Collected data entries
::::

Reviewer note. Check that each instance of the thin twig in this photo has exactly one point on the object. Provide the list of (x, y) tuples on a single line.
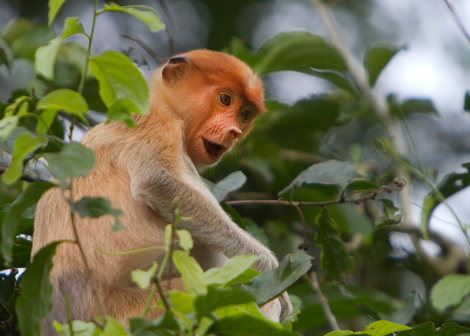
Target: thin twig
[(457, 20), (399, 183), (324, 302)]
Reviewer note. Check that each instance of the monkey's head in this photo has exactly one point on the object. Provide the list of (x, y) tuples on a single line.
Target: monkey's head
[(217, 97)]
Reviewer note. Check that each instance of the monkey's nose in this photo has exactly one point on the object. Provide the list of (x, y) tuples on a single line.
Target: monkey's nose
[(235, 132)]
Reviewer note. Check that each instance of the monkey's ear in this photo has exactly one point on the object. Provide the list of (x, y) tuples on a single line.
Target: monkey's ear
[(175, 69)]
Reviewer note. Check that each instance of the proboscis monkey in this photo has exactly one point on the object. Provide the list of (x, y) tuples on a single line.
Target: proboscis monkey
[(202, 103)]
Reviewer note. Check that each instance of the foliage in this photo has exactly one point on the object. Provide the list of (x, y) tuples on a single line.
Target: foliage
[(331, 194)]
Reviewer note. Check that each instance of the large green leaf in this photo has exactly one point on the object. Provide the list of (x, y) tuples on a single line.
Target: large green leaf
[(377, 57), (243, 325), (217, 297), (34, 301), (144, 13), (272, 283), (450, 185), (450, 291), (72, 161), (54, 7), (332, 172), (231, 269), (45, 57), (191, 272), (298, 51), (119, 78), (25, 144), (335, 258), (13, 216)]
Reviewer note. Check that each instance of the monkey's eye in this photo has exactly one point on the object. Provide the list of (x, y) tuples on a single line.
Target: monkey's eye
[(246, 115), (225, 99)]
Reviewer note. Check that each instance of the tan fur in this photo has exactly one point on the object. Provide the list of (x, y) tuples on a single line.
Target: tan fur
[(141, 170)]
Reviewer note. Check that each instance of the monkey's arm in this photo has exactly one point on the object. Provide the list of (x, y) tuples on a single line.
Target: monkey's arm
[(210, 225)]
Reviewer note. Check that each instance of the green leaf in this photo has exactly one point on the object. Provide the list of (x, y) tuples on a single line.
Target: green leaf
[(72, 161), (67, 100), (332, 172), (54, 7), (191, 272), (243, 325), (119, 78), (335, 258), (143, 279), (25, 144), (389, 216), (158, 327), (362, 185), (232, 182), (45, 56), (185, 239), (450, 291), (34, 301), (217, 297), (94, 207), (377, 57), (145, 14), (450, 185), (297, 51), (466, 104), (231, 269), (383, 328), (121, 110), (13, 216), (272, 283)]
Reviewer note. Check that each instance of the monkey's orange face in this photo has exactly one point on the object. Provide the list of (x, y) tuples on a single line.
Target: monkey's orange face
[(230, 119)]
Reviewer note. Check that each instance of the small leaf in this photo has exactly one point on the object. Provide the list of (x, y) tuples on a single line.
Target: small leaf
[(54, 7), (231, 269), (145, 14), (72, 161), (45, 56), (327, 173), (383, 328), (389, 216), (185, 239), (297, 51), (450, 291), (29, 197), (377, 58), (232, 182), (143, 279), (94, 207), (335, 258), (25, 144), (272, 283), (67, 100), (34, 301), (361, 185), (191, 272), (119, 78), (242, 325), (217, 297)]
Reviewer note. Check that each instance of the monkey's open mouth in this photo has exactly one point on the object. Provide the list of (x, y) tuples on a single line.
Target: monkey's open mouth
[(212, 148)]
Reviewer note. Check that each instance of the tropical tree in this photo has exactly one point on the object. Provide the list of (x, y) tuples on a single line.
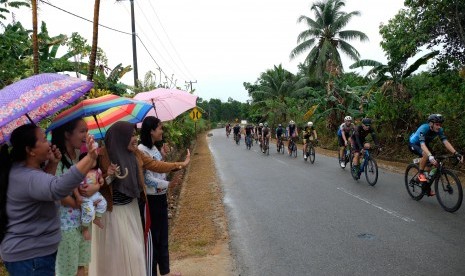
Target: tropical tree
[(275, 86), (93, 52), (325, 36)]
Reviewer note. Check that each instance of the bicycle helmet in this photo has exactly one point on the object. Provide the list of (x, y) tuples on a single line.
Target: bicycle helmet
[(366, 121), (435, 118)]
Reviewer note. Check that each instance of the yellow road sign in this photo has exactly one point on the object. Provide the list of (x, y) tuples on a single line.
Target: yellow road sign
[(195, 114)]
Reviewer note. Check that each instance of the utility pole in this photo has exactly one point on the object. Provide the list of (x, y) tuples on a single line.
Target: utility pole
[(191, 82), (134, 52)]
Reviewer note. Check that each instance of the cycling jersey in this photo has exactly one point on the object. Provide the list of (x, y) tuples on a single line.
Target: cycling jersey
[(291, 129), (308, 131), (347, 129), (279, 131), (265, 131), (248, 130), (424, 135), (359, 135)]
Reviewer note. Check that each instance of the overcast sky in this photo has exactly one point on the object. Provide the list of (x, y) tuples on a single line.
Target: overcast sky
[(219, 44)]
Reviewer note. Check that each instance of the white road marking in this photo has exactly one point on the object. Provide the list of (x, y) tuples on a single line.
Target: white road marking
[(391, 212)]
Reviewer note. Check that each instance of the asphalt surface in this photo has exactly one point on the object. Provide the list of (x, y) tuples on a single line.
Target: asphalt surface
[(290, 217)]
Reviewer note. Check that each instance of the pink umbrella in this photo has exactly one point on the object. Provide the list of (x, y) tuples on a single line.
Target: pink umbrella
[(167, 103)]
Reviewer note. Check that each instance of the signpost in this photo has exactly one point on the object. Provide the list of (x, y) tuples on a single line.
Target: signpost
[(195, 115)]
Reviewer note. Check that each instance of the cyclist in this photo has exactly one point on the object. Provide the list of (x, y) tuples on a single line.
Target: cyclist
[(279, 135), (291, 133), (249, 131), (309, 131), (419, 145), (236, 131), (259, 132), (358, 141), (266, 133), (344, 132), (228, 129)]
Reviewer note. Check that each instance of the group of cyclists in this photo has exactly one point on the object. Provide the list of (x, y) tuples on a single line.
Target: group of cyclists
[(349, 134)]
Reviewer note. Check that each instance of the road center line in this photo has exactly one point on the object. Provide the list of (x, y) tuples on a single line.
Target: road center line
[(392, 213)]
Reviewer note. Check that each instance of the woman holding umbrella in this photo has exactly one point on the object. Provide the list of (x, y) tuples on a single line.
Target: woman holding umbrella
[(151, 135), (29, 225), (119, 246), (73, 252)]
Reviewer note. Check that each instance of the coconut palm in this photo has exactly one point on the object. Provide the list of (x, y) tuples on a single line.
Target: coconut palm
[(93, 51), (274, 87), (324, 37)]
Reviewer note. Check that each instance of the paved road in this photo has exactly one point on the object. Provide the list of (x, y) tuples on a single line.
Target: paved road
[(288, 217)]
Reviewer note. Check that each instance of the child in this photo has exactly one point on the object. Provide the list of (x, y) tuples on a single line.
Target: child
[(88, 209)]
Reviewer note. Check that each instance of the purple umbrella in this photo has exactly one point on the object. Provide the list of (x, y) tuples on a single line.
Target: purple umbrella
[(35, 98)]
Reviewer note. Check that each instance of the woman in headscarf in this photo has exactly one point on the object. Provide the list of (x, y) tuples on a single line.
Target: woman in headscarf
[(119, 246)]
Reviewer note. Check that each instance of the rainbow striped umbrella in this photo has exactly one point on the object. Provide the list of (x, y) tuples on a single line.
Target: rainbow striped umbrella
[(98, 124), (88, 107)]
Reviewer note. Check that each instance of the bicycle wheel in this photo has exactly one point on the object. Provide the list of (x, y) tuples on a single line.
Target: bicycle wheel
[(311, 154), (411, 182), (448, 191), (371, 171)]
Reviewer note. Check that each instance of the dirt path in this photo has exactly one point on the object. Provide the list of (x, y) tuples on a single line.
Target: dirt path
[(199, 233)]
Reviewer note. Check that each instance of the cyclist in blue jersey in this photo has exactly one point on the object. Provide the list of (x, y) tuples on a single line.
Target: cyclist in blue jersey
[(420, 140), (344, 132), (292, 134)]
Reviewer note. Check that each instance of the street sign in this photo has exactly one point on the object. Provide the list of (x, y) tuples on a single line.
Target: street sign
[(195, 114)]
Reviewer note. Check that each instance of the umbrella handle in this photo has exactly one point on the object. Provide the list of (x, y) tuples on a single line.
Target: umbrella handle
[(154, 108)]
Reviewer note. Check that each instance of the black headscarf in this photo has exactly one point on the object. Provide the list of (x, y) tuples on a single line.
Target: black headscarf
[(116, 142)]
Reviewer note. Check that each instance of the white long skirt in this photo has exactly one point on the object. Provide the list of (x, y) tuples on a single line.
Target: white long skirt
[(118, 249)]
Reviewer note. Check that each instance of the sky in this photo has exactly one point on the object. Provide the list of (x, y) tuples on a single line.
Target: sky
[(219, 45)]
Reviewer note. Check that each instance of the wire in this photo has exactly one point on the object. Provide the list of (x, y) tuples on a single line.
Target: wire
[(169, 40), (113, 29), (161, 42)]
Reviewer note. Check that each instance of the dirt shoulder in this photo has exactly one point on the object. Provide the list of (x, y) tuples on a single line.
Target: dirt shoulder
[(199, 241)]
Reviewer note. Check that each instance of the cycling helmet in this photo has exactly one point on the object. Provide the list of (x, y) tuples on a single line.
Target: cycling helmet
[(435, 118), (366, 121)]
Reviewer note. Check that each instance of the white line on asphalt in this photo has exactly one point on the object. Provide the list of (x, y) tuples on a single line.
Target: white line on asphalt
[(392, 213)]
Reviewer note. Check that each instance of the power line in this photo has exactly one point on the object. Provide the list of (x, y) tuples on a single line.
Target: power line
[(155, 48), (116, 30), (58, 8), (169, 40), (159, 39), (166, 76)]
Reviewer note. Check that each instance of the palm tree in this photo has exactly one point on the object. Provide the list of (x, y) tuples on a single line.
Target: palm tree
[(271, 95), (93, 51), (325, 37), (35, 42)]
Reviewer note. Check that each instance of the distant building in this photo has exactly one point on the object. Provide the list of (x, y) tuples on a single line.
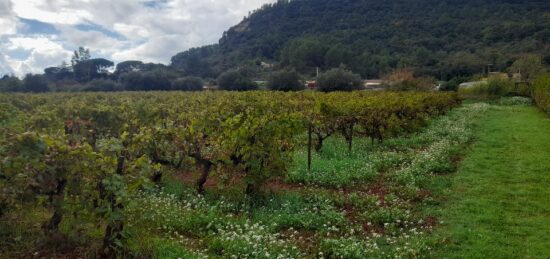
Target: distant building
[(311, 84), (267, 65), (373, 84), (471, 84)]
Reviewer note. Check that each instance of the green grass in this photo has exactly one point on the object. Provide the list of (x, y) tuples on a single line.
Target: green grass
[(499, 203)]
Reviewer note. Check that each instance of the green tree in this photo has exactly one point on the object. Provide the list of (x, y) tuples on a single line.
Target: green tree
[(35, 83), (80, 55), (188, 84), (285, 80), (339, 79), (236, 81), (529, 67)]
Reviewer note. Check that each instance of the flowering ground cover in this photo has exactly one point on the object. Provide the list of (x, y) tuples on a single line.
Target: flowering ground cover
[(375, 202), (472, 183)]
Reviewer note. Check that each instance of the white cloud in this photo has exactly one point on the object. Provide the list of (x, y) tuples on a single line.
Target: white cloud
[(8, 21), (152, 33), (44, 52)]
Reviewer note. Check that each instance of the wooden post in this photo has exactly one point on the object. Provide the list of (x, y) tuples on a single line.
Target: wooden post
[(309, 132)]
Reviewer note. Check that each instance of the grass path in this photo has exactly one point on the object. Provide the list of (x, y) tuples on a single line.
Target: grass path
[(499, 203)]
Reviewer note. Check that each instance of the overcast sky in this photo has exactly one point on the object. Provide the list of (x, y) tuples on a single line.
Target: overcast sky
[(35, 34)]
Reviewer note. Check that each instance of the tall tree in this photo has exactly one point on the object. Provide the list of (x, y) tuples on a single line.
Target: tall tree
[(80, 55)]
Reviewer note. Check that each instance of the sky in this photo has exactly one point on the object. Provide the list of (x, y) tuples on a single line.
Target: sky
[(35, 34)]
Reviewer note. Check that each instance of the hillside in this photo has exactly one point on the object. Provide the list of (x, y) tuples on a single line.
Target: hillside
[(372, 37)]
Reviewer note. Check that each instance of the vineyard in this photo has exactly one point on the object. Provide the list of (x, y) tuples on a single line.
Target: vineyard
[(219, 174)]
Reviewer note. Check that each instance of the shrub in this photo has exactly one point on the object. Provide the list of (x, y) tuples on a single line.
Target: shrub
[(35, 83), (452, 85), (147, 81), (516, 100), (103, 85), (10, 84), (188, 84), (285, 80), (541, 92), (338, 79), (492, 88), (236, 81), (404, 80)]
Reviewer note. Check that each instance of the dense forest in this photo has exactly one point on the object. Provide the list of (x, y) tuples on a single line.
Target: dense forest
[(448, 40), (373, 37)]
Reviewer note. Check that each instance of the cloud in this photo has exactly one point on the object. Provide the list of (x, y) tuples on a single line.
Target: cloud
[(44, 52), (8, 21), (148, 30)]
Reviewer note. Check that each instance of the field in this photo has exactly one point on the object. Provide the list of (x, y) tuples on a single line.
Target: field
[(268, 175)]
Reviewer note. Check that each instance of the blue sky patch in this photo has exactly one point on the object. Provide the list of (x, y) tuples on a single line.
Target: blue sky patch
[(90, 26), (30, 26)]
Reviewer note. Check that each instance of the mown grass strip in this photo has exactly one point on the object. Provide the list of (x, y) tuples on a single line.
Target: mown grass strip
[(499, 206)]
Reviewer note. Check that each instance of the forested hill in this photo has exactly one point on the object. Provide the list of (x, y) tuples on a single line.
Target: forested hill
[(436, 37)]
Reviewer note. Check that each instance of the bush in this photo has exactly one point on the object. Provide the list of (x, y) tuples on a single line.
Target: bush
[(103, 85), (453, 84), (338, 79), (188, 84), (515, 100), (285, 80), (10, 84), (36, 83), (492, 88), (236, 81), (541, 92), (156, 80)]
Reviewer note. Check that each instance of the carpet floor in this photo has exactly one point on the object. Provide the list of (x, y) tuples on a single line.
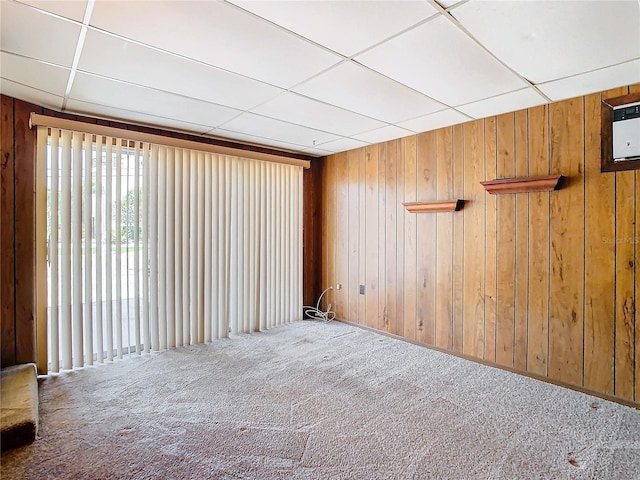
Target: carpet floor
[(320, 401)]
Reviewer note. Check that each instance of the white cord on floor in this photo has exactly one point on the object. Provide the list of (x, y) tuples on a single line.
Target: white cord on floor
[(315, 313)]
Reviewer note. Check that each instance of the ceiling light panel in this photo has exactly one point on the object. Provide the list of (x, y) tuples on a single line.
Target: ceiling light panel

::::

→ **Directions for this task**: All that is wanted is an exact copy of the lines above from the one with "Target: purple umbrella" through the one with "Reviewer note. Check that each instance of the cyclist in blue", with both ends included.

→ **Answer**:
Target: purple umbrella
[(35, 98)]
Reviewer note. Check that each instance of the woman in headscarf in this photo has exactly one point on the object. Provide the list of (x, y) tuples on a single line.
Target: woman in headscarf
[(119, 246)]
Reviewer note. Check that each instance of the rainbow striped umbrella in this photo has exactly one point on the object. Provide the list of (x, y) tuples on a single line.
Target: rainbow striped umbrella
[(98, 124), (88, 107)]
Reviewer note. Check that each instance of the bicycle wheel in this photo has exactly one point on the object. Provide the list of (x, y) tuples on a single line.
Target: bicycle wheel
[(311, 154), (411, 182), (448, 191), (371, 171)]
Reviewer note. Check that each instance of the dirt path in this photo has exactly one point on the object. Provide the list of (x, y) tuples on a single line.
Target: dirt path
[(199, 233)]
Reviewer note. Check that each instance of the cyclist in blue jersey in this photo has exactly one point on the object. Provide the list of (x, y) tuples on a single line.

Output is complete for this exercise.